* _Records for this exercise_
* * * * * * * * *

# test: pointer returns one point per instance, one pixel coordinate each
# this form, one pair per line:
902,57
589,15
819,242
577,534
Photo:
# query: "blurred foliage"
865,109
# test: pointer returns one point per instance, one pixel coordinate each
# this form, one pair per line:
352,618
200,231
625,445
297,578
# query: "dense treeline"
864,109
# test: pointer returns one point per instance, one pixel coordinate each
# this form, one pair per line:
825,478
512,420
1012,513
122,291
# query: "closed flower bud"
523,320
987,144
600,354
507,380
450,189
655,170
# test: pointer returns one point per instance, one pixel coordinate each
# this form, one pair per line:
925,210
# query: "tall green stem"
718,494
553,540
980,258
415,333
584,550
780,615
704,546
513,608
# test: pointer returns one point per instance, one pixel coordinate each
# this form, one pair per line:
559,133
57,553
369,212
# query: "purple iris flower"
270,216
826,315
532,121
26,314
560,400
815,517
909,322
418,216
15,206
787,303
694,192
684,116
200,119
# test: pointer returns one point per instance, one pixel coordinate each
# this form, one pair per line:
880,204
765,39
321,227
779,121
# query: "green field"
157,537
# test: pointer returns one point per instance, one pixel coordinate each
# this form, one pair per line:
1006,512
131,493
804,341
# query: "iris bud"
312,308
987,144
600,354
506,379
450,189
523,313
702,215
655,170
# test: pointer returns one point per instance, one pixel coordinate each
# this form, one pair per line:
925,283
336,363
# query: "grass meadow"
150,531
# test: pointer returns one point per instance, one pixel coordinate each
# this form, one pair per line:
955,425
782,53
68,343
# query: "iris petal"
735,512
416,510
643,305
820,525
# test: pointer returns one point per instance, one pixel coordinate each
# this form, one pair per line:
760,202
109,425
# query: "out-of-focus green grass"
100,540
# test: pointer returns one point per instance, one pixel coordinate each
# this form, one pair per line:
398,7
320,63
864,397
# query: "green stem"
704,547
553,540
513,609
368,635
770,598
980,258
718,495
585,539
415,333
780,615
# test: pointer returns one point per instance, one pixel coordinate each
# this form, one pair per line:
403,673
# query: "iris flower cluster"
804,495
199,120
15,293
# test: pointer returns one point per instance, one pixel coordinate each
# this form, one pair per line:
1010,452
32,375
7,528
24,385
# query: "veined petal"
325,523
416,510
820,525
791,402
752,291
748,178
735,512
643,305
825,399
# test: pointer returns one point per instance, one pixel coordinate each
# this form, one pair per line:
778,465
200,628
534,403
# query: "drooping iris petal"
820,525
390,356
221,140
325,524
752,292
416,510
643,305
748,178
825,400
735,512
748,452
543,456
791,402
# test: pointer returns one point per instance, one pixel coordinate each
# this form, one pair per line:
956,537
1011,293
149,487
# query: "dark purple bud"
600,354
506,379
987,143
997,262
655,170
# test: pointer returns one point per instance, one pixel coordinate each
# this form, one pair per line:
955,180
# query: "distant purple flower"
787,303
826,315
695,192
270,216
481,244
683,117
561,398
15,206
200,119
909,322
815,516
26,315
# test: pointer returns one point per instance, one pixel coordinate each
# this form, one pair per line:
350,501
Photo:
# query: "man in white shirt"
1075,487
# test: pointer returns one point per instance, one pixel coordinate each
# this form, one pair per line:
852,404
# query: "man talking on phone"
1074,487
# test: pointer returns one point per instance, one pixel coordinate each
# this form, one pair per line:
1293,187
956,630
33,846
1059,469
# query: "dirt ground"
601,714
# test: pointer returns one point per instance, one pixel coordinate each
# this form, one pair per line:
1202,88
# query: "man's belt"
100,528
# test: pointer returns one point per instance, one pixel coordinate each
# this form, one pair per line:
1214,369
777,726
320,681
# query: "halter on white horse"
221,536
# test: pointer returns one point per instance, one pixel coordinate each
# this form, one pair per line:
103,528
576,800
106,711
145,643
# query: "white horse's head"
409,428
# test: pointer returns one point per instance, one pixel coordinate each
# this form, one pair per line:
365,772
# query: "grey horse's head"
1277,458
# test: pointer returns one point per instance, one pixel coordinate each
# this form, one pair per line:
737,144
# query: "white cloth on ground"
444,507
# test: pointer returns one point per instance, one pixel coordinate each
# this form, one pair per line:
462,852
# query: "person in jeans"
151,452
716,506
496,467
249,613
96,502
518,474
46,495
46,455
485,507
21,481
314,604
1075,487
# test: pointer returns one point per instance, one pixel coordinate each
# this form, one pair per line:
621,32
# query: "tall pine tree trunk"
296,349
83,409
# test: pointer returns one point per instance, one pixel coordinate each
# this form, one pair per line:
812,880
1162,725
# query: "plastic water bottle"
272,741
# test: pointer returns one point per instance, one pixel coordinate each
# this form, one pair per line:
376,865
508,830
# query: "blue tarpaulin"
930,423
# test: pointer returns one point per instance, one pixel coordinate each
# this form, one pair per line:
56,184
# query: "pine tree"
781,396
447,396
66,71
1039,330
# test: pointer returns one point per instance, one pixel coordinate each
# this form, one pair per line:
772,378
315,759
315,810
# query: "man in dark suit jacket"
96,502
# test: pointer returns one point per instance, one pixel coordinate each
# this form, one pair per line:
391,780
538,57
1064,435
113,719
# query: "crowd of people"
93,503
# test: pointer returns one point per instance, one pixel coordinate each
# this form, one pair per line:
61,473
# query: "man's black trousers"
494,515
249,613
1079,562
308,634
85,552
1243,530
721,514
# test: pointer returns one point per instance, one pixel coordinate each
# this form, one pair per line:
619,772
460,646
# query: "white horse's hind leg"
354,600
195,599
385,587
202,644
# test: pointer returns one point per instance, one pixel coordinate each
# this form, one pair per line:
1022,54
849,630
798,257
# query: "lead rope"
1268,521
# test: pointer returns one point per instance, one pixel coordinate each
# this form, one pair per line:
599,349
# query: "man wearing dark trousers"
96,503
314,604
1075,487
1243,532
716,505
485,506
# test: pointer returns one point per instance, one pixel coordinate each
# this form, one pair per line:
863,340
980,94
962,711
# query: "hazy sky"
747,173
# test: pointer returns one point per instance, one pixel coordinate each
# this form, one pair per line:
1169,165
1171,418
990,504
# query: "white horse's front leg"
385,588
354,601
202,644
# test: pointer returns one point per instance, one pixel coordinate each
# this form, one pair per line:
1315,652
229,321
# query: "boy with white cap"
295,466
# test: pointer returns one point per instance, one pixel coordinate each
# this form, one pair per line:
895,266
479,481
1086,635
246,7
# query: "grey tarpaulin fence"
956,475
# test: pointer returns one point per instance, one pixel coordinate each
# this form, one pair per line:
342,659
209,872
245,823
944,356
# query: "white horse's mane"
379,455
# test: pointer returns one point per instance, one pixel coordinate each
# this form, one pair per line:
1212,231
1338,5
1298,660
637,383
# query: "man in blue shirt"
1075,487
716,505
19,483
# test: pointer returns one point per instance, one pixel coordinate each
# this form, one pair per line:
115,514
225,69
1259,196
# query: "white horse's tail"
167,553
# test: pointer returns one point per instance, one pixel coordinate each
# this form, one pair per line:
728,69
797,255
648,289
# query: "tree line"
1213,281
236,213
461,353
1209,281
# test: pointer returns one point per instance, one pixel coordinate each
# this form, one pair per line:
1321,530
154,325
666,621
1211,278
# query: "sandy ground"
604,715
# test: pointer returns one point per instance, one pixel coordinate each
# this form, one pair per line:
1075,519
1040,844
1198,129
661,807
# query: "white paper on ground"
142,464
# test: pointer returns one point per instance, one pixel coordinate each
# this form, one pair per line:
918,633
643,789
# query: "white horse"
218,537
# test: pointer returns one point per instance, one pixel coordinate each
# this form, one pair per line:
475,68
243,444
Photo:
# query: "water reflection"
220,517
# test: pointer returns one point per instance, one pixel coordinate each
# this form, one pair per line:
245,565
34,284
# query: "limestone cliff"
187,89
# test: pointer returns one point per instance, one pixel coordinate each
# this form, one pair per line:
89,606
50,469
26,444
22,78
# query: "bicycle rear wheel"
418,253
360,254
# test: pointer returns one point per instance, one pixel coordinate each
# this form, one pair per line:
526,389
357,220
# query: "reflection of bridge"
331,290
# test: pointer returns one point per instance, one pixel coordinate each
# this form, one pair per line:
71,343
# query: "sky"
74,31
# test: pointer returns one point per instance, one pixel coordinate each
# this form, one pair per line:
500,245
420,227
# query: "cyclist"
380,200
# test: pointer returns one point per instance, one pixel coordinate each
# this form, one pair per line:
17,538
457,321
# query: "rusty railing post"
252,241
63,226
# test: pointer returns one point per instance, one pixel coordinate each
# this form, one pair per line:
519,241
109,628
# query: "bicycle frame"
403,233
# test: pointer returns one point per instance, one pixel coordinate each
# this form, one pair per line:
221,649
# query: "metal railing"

* * * * * * * * *

* _Requirement_
Show every line of the items above that contains the string "stem", treating uppercase and lowercase letters as distinct.

* _Full response_
# query: "tall green stem"
# query: "green stem"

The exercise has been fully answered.